SOURCE DATA:
Content starts

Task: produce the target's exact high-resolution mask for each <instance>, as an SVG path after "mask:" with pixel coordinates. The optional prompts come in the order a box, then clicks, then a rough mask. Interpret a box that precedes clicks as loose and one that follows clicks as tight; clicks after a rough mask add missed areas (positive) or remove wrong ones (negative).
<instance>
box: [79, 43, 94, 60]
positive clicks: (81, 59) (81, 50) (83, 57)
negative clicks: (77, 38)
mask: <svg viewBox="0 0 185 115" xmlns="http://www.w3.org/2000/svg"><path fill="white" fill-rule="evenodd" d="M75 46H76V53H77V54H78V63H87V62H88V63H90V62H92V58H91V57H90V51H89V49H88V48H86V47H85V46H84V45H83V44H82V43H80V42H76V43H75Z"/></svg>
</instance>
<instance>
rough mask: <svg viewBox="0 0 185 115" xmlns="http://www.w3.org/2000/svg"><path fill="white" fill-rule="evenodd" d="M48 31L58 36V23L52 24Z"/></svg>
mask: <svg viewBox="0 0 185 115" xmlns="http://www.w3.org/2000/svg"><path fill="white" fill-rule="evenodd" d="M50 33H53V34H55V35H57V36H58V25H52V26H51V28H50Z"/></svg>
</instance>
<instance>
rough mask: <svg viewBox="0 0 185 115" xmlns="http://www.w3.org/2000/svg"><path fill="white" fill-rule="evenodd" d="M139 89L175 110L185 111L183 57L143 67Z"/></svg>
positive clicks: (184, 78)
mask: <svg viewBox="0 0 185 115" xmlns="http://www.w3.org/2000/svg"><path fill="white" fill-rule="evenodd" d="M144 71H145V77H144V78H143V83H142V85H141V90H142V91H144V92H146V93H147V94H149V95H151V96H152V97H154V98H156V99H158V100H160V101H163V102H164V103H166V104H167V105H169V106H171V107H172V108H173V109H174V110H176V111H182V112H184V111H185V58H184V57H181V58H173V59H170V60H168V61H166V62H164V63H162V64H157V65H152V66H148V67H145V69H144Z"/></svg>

Content ends

WHAT YOU NEED TO DO: Restate the data above word for word, omitting nothing.

THE ANSWER:
Task: produce the target's exact high-resolution mask for each <instance>, as an SVG path after "mask:" with pixel coordinates. The optional prompts come in the order a box, then clicks, then a rough mask. Interpret a box that precedes clicks as loose and one that follows clicks as tight; clicks after a rough mask add missed areas (positive) or remove wrong ones (negative).
<instance>
box: [79, 43, 94, 60]
positive clicks: (81, 59) (81, 50) (83, 57)
negative clicks: (77, 38)
mask: <svg viewBox="0 0 185 115" xmlns="http://www.w3.org/2000/svg"><path fill="white" fill-rule="evenodd" d="M75 46H76V53H77V54H78V63H87V62H88V63H90V62H92V58H91V57H90V51H89V49H88V48H86V47H85V46H84V45H83V44H82V43H80V42H76V43H75Z"/></svg>
</instance>
<instance>
rough mask: <svg viewBox="0 0 185 115" xmlns="http://www.w3.org/2000/svg"><path fill="white" fill-rule="evenodd" d="M48 31L58 36V23L52 24Z"/></svg>
mask: <svg viewBox="0 0 185 115" xmlns="http://www.w3.org/2000/svg"><path fill="white" fill-rule="evenodd" d="M50 33H53V34H55V35H57V36H58V25H52V26H51V28H50Z"/></svg>
</instance>
<instance>
rough mask: <svg viewBox="0 0 185 115" xmlns="http://www.w3.org/2000/svg"><path fill="white" fill-rule="evenodd" d="M139 89L175 110L185 111L183 57L143 67Z"/></svg>
positive clicks: (184, 78)
mask: <svg viewBox="0 0 185 115" xmlns="http://www.w3.org/2000/svg"><path fill="white" fill-rule="evenodd" d="M144 71H145V77H144V78H143V83H142V85H141V90H142V91H144V92H146V93H147V94H149V95H151V96H152V97H154V98H156V99H158V100H160V101H163V102H164V103H166V104H167V105H169V106H171V107H172V108H173V109H174V110H176V111H182V112H184V111H185V58H184V57H181V58H173V59H170V60H168V61H166V62H164V63H162V64H157V65H152V66H148V67H145V69H144Z"/></svg>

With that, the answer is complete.